### Text block
--
Thursday, August 27, 2009

Commercial real estate rentals seem to be bottoming out

Mumbai continues to be the second costliest city in Asia Pacific in terms of prime rental rates. With rent of about USD 800 per sq metre per
annum, Mumbai is ahead of the likes of Tokyo (USD 750 per sq metre p.a.) and Singapore (USD 625 per sq metre p.a.) as per the latest report of real estate
consultancy firm Jones Lang LaSalle. This is despite a 40% drop in rentals from its peak values. Delhi comes fourth in the ranking with USD 725 per sq metre per annum.

With GDP growth expected to bounce back in 2010, India and China would outperform the global markets with a 7-10% growth rate. The early signs of recovery are visible in Delhi and Mumbai markets. Having dropped by 24% in March’09 quarter over the preceding quarter, Mumbai’s decline in June’09 was well below 10%. Delhi followed with an 8% decline, which was half of what it was in the quarter before.
--
### Dataset entries
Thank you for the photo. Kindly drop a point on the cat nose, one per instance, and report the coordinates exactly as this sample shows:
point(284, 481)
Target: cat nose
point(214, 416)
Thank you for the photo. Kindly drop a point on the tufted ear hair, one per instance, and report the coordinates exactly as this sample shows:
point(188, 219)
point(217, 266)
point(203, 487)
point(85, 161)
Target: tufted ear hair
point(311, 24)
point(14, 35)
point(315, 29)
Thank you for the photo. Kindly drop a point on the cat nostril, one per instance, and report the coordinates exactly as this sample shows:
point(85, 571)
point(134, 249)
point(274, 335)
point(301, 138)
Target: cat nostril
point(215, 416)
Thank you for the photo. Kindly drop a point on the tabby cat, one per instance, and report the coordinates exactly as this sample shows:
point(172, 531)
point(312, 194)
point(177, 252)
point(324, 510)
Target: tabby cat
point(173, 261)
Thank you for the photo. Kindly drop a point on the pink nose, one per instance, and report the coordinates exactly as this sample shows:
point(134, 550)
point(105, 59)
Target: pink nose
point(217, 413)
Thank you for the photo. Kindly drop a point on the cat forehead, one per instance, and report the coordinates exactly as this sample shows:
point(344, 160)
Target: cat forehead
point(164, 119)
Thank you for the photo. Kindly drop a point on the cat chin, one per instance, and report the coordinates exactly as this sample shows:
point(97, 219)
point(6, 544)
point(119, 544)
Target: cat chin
--
### Work order A
According to the commercial rentals text, what shows that recovery is beginning in the Delhi and Mumbai markets? Answer in one to three sentences.
### Work order B
Reproduce everything in the commercial rentals text from "Commercial real estate" down to "metre per annum.".
Rely only on the commercial rentals text, not on the dataset entries.

### Exercise output A
Mumbai's rentals fell 24% in the March'09 quarter, but the June'09 decline was well below 10%. Delhi's rentals fell 8%, half the drop of the quarter before.

### Exercise output B
Commercial real estate rentals seem to be bottoming out

Mumbai continues to be the second costliest city in Asia Pacific in terms of prime rental rates. With rent of about USD 800 per sq metre per
annum, Mumbai is ahead of the likes of Tokyo (USD 750 per sq metre p.a.) and Singapore (USD 625 per sq metre p.a.) as per the latest report of real estate
consultancy firm Jones Lang LaSalle. This is despite a 40% drop in rentals from its peak values. Delhi comes fourth in the ranking with USD 725 per sq metre per annum.